Start of Block
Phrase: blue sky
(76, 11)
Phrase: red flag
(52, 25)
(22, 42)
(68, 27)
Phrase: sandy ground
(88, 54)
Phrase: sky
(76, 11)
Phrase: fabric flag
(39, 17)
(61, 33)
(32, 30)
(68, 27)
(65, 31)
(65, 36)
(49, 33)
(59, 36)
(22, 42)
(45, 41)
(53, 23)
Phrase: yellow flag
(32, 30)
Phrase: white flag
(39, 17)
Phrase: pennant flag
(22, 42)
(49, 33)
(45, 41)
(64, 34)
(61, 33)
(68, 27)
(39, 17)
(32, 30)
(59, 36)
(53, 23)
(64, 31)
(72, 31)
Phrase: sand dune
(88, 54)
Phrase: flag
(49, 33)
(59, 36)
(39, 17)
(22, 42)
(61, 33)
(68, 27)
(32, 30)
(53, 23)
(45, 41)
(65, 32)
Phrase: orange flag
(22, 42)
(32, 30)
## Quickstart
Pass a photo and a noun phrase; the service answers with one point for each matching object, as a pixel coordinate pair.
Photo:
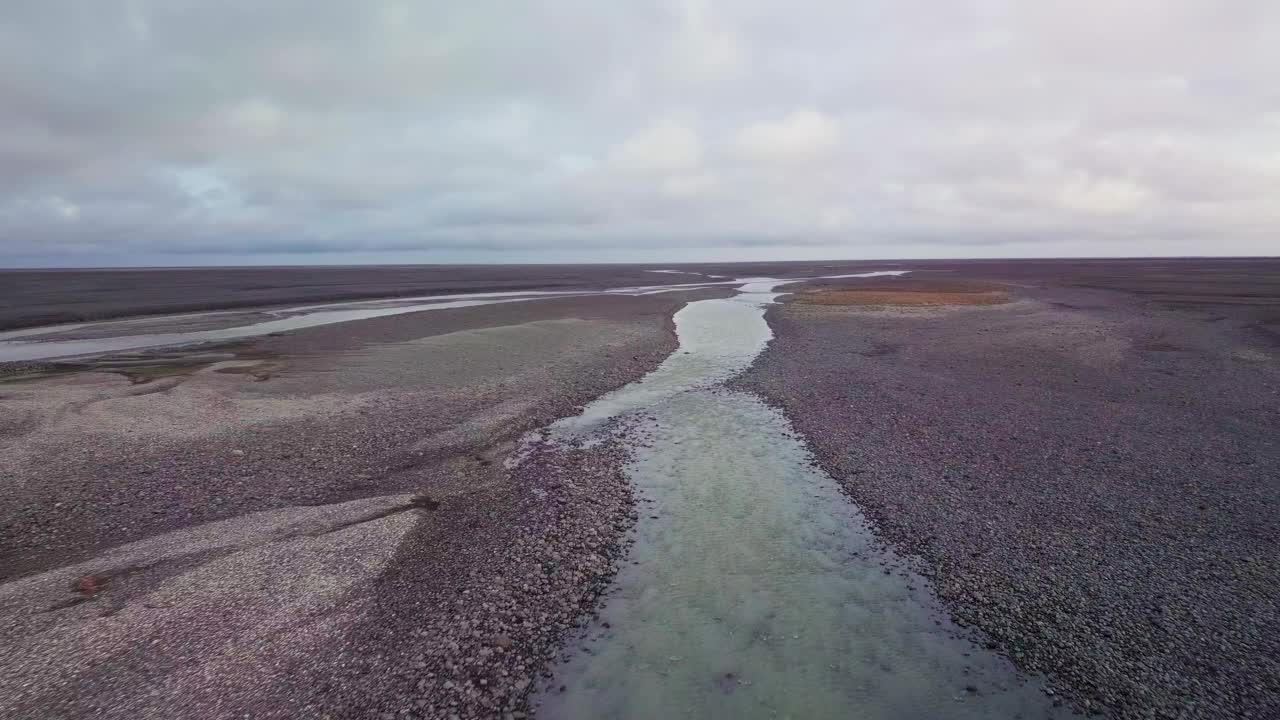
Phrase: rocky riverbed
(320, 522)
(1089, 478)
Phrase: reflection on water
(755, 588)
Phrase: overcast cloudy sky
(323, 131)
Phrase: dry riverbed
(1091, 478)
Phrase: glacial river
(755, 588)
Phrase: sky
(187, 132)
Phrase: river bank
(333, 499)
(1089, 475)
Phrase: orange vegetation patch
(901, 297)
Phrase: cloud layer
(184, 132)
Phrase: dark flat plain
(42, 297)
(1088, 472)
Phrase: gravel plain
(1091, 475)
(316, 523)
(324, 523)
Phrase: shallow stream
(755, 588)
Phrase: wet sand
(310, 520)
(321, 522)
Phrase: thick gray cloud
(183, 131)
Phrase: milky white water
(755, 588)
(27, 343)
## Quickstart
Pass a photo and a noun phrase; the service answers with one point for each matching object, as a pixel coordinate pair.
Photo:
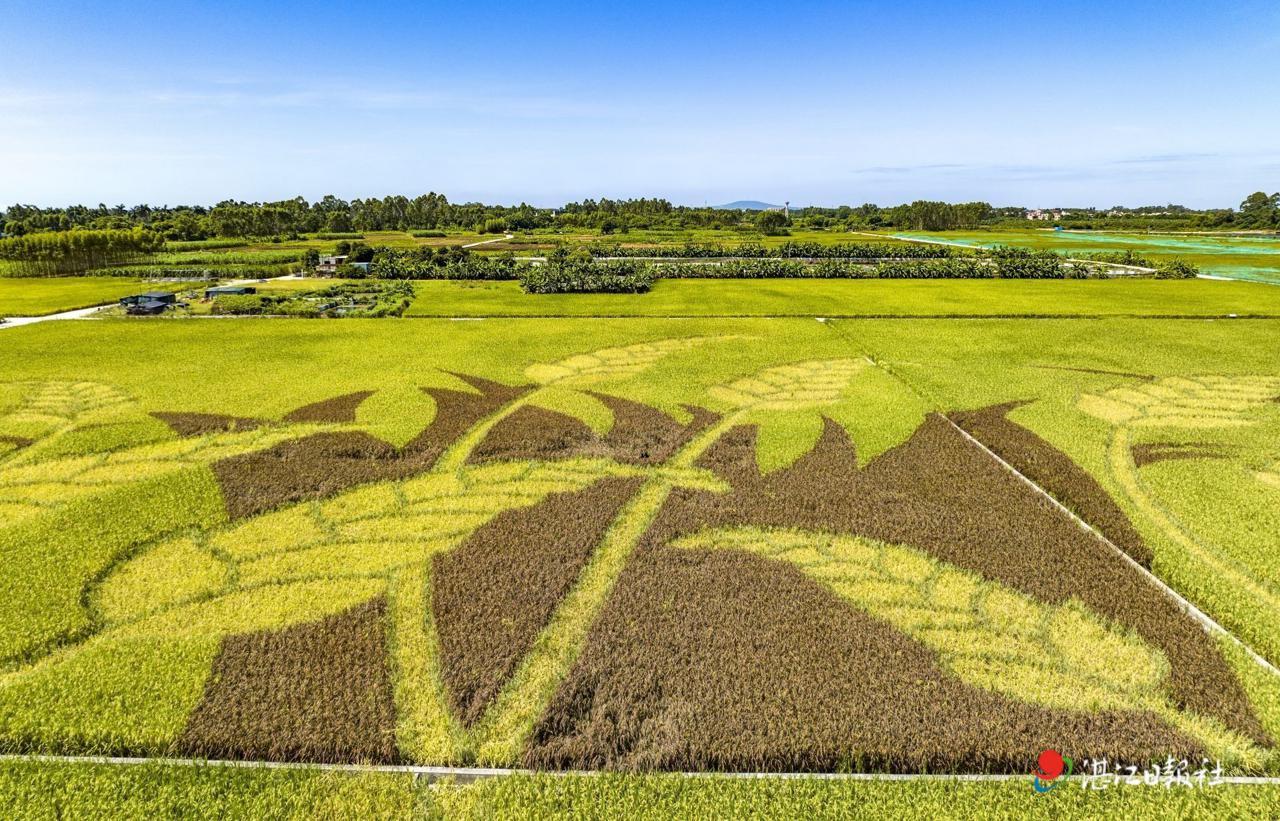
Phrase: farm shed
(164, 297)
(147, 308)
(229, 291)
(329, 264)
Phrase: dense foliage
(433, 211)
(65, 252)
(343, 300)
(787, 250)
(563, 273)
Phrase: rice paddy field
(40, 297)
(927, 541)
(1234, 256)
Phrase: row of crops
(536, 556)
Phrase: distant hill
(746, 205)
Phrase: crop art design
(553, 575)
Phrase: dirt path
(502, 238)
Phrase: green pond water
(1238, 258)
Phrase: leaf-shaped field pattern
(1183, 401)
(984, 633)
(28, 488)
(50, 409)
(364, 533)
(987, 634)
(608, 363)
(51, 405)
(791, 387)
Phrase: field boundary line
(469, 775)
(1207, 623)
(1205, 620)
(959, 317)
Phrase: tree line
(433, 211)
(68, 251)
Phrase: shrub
End of Block
## Directions for this task
Set every record down verbatim. No pictures belong in the copy.

## Result
Phrase: blue sky
(76, 11)
Phrase: red flag
(52, 25)
(22, 42)
(68, 27)
Phrase: sandy ground
(88, 54)
Phrase: sky
(76, 11)
Phrase: fabric flag
(39, 17)
(61, 33)
(32, 30)
(68, 27)
(65, 31)
(65, 36)
(49, 33)
(59, 36)
(22, 42)
(45, 41)
(53, 23)
Phrase: yellow flag
(32, 30)
Phrase: white flag
(39, 17)
Phrase: pennant flag
(22, 42)
(49, 33)
(45, 41)
(64, 34)
(61, 33)
(68, 27)
(39, 17)
(32, 30)
(59, 36)
(53, 23)
(64, 31)
(72, 31)
Phrase: sand dune
(88, 54)
Phrase: flag
(49, 33)
(59, 36)
(39, 17)
(22, 42)
(61, 33)
(68, 27)
(32, 30)
(53, 23)
(45, 41)
(65, 32)
Phrase: orange flag
(22, 42)
(32, 30)
## Quickstart
Pass a photo and a noun phrase; the service answers with one point for each matching object, as a pixel coordinate pair.
Photo:
Phrase: rocky riverbed
(320, 522)
(1089, 478)
Phrase: reflection on water
(755, 588)
Phrase: overcast cloudy sky
(323, 131)
Phrase: dry riverbed
(1091, 478)
Phrase: glacial river
(755, 588)
Phrase: sky
(187, 132)
Phrase: river bank
(333, 499)
(1089, 475)
Phrase: orange vegetation patch
(901, 297)
Phrase: cloud layer
(184, 132)
Phrase: dark flat plain
(42, 297)
(1088, 472)
Phrase: gravel plain
(1091, 475)
(316, 523)
(324, 523)
Phrase: shallow stream
(755, 588)
Phrase: wet sand
(310, 520)
(321, 522)
Phrase: thick gray cloud
(183, 131)
Phrase: milky white water
(755, 588)
(27, 343)
## Quickstart
Pass a photo and a noun phrase; the service answers with one point for each matching object, as a pixel coordinate pair.
Photo:
Phrase: farm shed
(164, 297)
(147, 308)
(229, 291)
(329, 264)
Phrase: dense foliage
(433, 211)
(65, 252)
(343, 300)
(787, 250)
(563, 273)
Phrase: rice paddy field
(40, 297)
(927, 541)
(1234, 256)
Phrase: row of crops
(536, 556)
Phrase: distant hill
(746, 205)
Phrase: crop art design
(553, 575)
Phrase: dirt path
(502, 238)
Phrase: green pond water
(1238, 258)
Phrase: leaf-shaped field pattern
(1183, 401)
(984, 633)
(28, 488)
(50, 409)
(364, 533)
(987, 634)
(608, 363)
(51, 405)
(791, 387)
Phrase: field boundary line
(469, 775)
(1207, 623)
(1205, 620)
(959, 317)
Phrase: tree line
(433, 211)
(68, 251)
Phrase: shrub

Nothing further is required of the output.